Stored data entries:
= Beginning of Section =
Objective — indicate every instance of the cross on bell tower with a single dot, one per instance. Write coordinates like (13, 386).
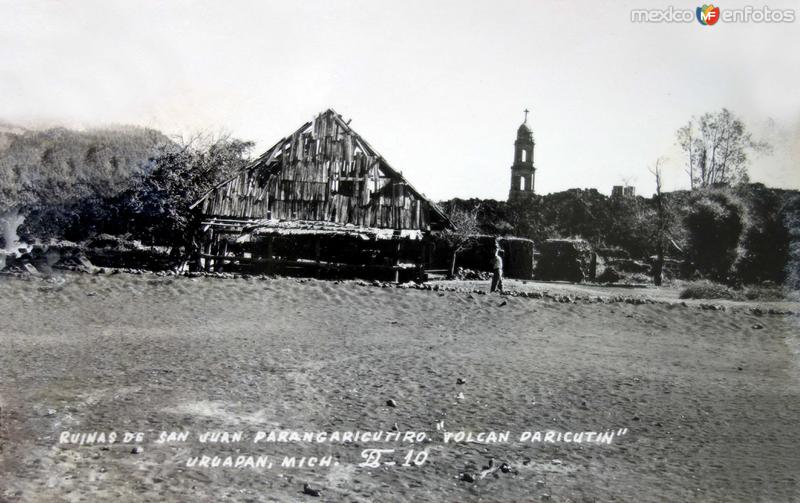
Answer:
(522, 171)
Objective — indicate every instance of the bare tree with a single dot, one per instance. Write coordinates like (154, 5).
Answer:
(717, 148)
(464, 234)
(662, 225)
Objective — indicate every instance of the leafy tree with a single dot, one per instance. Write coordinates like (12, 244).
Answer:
(718, 148)
(465, 232)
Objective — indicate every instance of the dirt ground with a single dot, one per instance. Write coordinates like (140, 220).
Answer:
(710, 398)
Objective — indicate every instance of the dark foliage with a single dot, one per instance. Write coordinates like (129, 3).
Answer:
(714, 228)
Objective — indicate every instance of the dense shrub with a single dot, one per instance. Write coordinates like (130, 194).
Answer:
(714, 226)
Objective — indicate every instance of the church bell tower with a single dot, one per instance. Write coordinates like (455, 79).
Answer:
(522, 171)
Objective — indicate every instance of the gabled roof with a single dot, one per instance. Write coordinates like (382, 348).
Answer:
(270, 155)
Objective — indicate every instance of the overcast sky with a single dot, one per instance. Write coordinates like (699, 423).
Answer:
(437, 87)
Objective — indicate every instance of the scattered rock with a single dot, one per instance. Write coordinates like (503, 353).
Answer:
(468, 477)
(311, 491)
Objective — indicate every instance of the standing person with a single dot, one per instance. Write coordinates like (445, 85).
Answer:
(497, 277)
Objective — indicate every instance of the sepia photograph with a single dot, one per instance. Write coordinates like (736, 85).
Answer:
(518, 251)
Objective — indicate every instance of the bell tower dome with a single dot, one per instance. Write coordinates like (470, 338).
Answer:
(522, 171)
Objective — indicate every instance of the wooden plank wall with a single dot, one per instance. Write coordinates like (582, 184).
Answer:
(323, 174)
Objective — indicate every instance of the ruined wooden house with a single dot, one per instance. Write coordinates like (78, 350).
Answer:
(321, 199)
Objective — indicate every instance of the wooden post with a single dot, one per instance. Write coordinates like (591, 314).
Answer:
(269, 255)
(222, 251)
(317, 252)
(397, 262)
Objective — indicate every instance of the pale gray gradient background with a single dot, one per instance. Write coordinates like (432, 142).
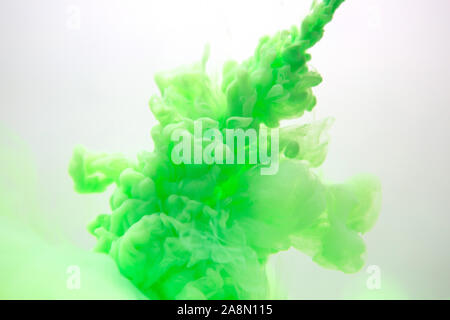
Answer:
(386, 81)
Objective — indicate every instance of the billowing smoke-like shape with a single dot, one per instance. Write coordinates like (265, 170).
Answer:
(195, 231)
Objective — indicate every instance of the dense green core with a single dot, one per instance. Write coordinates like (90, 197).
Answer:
(205, 231)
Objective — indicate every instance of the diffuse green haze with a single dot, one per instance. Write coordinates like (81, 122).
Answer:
(196, 231)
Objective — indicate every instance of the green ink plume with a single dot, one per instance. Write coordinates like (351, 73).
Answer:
(206, 231)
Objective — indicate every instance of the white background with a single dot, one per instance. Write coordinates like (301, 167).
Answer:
(386, 73)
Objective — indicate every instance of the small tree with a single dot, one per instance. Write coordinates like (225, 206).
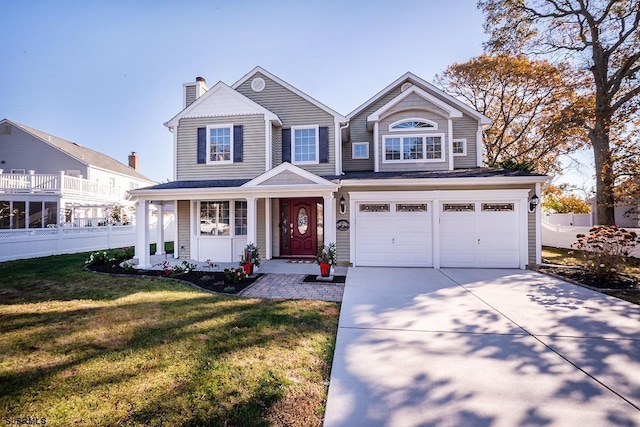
= End of Section =
Task description:
Copy the records exactly. Skip the pictures.

Response for this exercise:
Objective — indicate every instance of the cross on bell tower with a single dot, one per instance. Write coordinates like (13, 386).
Answer:
(522, 171)
Objective — indicate every instance of the bare tree with a single dot, one per instance. Write coordinates like (154, 5).
Answer:
(717, 148)
(464, 234)
(662, 225)
Objective — indicate every instance of the leafy tree with a single dot, one per instance. Write coordinates like (12, 244).
Answer:
(718, 148)
(465, 232)
Objective — indicate every instance of the dirt ground with a single dot, one per instance. Write coordinates like (140, 220).
Answer:
(710, 398)
Objective — indicate every instance of the dark foliage with a single dot, one per instance. Write coordinates like (129, 3).
Answer:
(714, 228)
Objective — indicate every instance of the dense shrub with a single dot, one per instance. Write coordinates like (130, 194).
Answer:
(714, 226)
Objective — indicate every instance of the church bell tower with a single dot, one per instance. Write coordinates like (455, 79).
Answer:
(522, 171)
Objective — indicate every instance of the gabled roof with a single dot, one per instance. Write coordinates like (382, 348).
Answer:
(270, 155)
Objective — indicate every instance of the overcast sky with a single dot, one per instance. Write coordinates like (699, 423).
Answer:
(437, 87)
Objective — indicate every instance of the scattered rock with a single dot, one per instance. Write coordinates like (503, 353).
Answer:
(468, 477)
(311, 491)
Objective — indicate every instance of the standing person with a single dot, one per instance. Write coordinates like (445, 85).
Answer:
(497, 277)
Objective — indicate every instance of the sepia photograph with a single dot, one per instance. Write coordinates like (736, 85).
Answer:
(518, 251)
Objective — indicate every instance of the bell tower dome with a single dot, one per instance. Write coordinates like (470, 338).
Answer:
(522, 171)
Objective — indicate every instance of the wooden plank wall with a single dot, one per instance. Write coordinates like (582, 184).
Answer:
(323, 174)
Objective — indicate every instance of the ruined wooden house with a single dot, one per instance. Write coordinates like (78, 350).
Answer:
(321, 199)
Objective — indicate every instance of the wooden post with a single dot, one per instance. Write coordinates like (591, 314).
Answer:
(269, 255)
(222, 251)
(317, 252)
(397, 262)
Objective — indicate every instance of the pale gray gradient background with a single dot, one per instance. Write coordinates like (432, 142).
Answer:
(386, 81)
Objective — indicate every instance of the billowing smoke-like shape with a single dot, one per instance. Write coordinates like (265, 170).
Answer:
(195, 231)
Objective — indicate every instance of the dense green core with a single dot, one per instance. Write coordinates like (90, 197).
Answer:
(205, 231)
Objective — indicate every instance of the diffuse green haze with a single dot, one per instance. Write coordinates like (81, 122).
Answer:
(196, 231)
Objective — indicate every instance of the green ink plume with a single dot, one per instance. Write coordinates like (351, 73).
Answer:
(206, 231)
Objective — indicate every instance of the white background with a single dot, one per instance. Write coordinates like (301, 167).
Answer:
(386, 73)
Objective — indicate every instance of the small tree with a single dot, one per instance. Write coordinates like (225, 206).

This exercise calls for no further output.